Thursday, January 17, 2013

Adm. Hyman Rickover – Systems Thinker

The TMI-2 accident occurred in 1979. In 1983 the plant owner, General Public Utilities Corp. (GPU), received a report* from Adm. Hyman Rickover (the “Father of the Nuclear Navy”) recommending that GPU be permitted by the NRC to restart the undamaged TMI Unit 1 reactor. We are not concerned with the report's details or conclusions but one part caught our attention.

The report begins by describing Rickover's seven principles for successful nuclear operation. One of these principles is the “Concept of Total Responsibility” which he explains as follows: “Operating nuclear plants safely requires adherence to a total concept wherein all elements are recognized as important and each is constantly reinforced. Training, equipment maintenance, technical support, radiological control, and quality control are essential elements but safety is achieved through integrating them effectively in operating decisions.” (p. 9, emphasis added)

We think the foregoing sounds like version 1.0 of points we have been emphasizing in this blog, namely:
  • Performance over time is the result of relationships and interactions among organizational components, in other words, the system is what's important.
  • Decisions are where the rubber meets the road in terms of goals, priorities and resource allocation; the extant safety culture provides a context for decision-making.
  • Safety performance is an emergent organizational property, a result of system activities, and cannot be predicted by examining individual system components.
We salute Adm. Rickover for his prescient insights.


* Adm. H.G. Rickover, “An Assessment of the GPU Nuclear Corporation Organization and Senior Management and Its Competence to Operate TMI-1” (Nov. 19, 1983). Available from Dickinson College library here.

__Things to do__.
(1) List every element that the Rickover post's quotation names as essential to operating nuclear plants safely.
(2) Transcribe the Rickover post from "Adm. Hyman Rickover –" to "caught our attention.".
(3) State whether each statement agrees with the Rickover post, answering yes or no and quoting the deciding words: (a) The TMI-2 accident occurred in 1983. (b) Rickover's report recommended that GPU be permitted to restart the undamaged TMI Unit 1 reactor. (c) The post examines the report's details and conclusions.
The entries that follow are drawn from a source other than the Rickover post.

__Excerpted records__.
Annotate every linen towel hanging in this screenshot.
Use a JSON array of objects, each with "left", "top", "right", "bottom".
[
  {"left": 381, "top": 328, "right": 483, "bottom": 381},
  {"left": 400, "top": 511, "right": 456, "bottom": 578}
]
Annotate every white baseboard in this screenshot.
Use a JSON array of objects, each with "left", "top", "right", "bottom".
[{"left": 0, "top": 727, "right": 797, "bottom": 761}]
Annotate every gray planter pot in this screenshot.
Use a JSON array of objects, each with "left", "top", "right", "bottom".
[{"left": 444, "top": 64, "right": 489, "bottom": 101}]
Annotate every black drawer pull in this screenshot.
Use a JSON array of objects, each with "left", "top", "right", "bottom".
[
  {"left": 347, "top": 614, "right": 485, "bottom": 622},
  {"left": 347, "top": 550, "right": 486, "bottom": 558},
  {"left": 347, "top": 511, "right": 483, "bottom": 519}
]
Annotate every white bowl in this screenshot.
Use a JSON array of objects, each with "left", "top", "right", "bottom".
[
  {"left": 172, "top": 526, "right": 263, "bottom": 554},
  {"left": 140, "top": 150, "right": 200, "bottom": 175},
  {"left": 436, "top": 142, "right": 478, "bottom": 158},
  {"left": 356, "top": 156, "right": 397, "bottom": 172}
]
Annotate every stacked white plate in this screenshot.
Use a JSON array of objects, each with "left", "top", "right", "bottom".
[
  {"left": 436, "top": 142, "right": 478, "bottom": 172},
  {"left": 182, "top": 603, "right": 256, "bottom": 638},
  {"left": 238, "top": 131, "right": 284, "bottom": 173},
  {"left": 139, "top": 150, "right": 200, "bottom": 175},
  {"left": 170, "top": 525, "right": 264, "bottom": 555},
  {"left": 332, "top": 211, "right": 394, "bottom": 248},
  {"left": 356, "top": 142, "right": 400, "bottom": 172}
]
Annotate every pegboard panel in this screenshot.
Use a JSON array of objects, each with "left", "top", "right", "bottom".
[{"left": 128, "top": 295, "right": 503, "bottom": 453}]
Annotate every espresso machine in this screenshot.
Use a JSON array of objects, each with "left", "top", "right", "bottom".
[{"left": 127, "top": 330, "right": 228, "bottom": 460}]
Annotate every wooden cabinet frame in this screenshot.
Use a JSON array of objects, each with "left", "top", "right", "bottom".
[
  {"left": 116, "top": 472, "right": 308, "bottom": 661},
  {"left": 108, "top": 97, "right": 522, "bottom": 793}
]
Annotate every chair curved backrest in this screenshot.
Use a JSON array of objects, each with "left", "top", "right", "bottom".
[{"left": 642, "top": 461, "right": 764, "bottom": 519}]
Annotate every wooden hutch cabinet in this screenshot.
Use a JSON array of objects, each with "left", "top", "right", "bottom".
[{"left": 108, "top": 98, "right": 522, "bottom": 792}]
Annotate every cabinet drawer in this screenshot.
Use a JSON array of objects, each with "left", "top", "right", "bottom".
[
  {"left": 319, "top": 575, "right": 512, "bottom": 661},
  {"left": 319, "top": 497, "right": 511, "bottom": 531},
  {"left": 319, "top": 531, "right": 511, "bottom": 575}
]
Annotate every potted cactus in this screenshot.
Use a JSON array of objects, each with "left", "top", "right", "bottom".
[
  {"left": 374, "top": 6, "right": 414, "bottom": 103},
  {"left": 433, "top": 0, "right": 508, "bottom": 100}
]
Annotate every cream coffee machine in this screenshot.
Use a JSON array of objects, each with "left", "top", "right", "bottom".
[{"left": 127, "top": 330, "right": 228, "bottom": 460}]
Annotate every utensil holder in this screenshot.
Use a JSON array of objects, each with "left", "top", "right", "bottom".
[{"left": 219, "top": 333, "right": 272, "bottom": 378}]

__Answers given__.
(1) Training, equipment maintenance, technical support, radiological control, and quality control.

(2)
Adm. Hyman Rickover – Systems Thinker

The TMI-2 accident occurred in 1979. In 1983 the plant owner, General Public Utilities Corp. (GPU), received a report* from Adm. Hyman Rickover (the “Father of the Nuclear Navy”) recommending that GPU be permitted by the NRC to restart the undamaged TMI Unit 1 reactor. We are not concerned with the report's details or conclusions but one part caught our attention.

(3)
(a) No: "The TMI-2 accident occurred in 1979."
(b) Yes: "recommending that GPU be permitted by the NRC to restart the undamaged TMI Unit 1 reactor"
(c) No: "We are not concerned with the report's details or conclusions"